AIM OF THE TASK — Starting at the line that has "Detect any visible black cap with gold band." and continuing to the end of the material, write out only those lines again, requests included, with every bounding-box coordinate in the answers multiplied by 1.85 and rounded to a whole number, halves rounding up.

ENTRIES SUPPLIED —
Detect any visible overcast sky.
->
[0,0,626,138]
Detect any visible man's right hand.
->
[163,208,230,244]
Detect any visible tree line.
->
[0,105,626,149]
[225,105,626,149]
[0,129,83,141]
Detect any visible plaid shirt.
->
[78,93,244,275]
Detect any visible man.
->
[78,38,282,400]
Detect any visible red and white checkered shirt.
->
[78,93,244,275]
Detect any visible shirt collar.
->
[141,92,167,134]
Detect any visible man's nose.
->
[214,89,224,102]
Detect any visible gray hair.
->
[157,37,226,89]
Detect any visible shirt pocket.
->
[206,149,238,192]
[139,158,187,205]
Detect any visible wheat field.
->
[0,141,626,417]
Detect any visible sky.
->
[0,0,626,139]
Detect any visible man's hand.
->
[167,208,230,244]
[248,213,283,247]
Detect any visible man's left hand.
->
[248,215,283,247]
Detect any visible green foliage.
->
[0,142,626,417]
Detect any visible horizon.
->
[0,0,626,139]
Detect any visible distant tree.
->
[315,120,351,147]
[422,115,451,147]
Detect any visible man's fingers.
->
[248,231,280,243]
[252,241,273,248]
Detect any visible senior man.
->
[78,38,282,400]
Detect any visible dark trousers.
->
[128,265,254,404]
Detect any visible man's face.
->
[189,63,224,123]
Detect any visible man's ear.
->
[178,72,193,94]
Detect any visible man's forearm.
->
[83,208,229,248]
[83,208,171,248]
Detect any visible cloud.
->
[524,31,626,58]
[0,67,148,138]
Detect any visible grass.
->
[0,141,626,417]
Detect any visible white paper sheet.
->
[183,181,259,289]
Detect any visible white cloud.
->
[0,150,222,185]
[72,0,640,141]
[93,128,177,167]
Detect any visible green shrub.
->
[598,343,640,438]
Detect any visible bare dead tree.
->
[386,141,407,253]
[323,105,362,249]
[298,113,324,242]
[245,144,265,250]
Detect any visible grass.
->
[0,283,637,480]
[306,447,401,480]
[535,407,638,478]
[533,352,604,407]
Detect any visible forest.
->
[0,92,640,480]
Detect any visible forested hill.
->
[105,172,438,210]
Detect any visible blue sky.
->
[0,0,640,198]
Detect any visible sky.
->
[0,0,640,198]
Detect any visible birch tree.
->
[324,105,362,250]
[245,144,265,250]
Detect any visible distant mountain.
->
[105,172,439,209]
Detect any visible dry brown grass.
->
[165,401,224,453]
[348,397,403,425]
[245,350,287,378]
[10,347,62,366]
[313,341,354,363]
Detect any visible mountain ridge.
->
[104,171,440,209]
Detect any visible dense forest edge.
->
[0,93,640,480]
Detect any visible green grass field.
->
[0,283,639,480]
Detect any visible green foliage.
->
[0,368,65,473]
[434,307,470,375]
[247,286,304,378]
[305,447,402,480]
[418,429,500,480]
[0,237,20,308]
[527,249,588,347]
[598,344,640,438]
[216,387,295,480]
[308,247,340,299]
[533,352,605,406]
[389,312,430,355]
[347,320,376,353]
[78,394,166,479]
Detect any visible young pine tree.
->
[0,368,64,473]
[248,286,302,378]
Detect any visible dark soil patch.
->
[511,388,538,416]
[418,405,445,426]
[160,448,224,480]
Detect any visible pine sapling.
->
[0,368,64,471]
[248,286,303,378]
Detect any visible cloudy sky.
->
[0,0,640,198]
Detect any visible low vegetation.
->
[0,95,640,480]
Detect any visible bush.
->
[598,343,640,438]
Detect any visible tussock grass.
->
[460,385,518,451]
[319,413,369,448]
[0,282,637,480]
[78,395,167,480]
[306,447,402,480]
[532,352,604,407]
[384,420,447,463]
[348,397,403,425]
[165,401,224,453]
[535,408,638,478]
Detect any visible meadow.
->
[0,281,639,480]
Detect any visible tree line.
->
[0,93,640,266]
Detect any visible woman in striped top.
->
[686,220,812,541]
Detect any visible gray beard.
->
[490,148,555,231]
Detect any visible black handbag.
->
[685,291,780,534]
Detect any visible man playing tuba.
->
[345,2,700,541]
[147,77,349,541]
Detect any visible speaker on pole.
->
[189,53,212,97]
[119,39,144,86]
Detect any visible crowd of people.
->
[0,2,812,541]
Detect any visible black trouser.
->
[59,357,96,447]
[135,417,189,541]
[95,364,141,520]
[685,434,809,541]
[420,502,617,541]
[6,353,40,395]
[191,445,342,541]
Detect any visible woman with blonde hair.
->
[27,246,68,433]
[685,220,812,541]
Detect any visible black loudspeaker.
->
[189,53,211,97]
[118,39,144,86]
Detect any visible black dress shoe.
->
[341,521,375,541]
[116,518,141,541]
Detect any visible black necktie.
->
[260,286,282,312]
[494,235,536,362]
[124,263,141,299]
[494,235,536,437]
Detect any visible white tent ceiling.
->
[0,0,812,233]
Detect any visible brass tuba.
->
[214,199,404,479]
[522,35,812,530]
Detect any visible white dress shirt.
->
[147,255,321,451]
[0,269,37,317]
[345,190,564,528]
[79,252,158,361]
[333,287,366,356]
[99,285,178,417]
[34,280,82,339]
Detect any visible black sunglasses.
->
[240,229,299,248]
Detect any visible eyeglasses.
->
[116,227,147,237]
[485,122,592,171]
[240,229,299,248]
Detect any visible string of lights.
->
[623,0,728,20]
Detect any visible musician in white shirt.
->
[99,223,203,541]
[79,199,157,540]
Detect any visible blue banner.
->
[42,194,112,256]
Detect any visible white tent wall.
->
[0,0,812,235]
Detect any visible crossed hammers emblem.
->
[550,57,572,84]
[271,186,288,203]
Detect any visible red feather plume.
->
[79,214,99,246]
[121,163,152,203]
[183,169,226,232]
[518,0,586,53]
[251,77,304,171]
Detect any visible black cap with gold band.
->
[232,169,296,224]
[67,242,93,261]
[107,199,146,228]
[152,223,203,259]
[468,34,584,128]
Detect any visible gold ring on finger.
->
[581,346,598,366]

OUTPUT OF THE TASK —
Detect any visible black cap with gold band.
->
[429,313,548,414]
[124,448,172,483]
[198,368,270,422]
[281,413,376,479]
[866,63,1080,237]
Detect any visible gold ring on finger.
->
[1075,640,1106,677]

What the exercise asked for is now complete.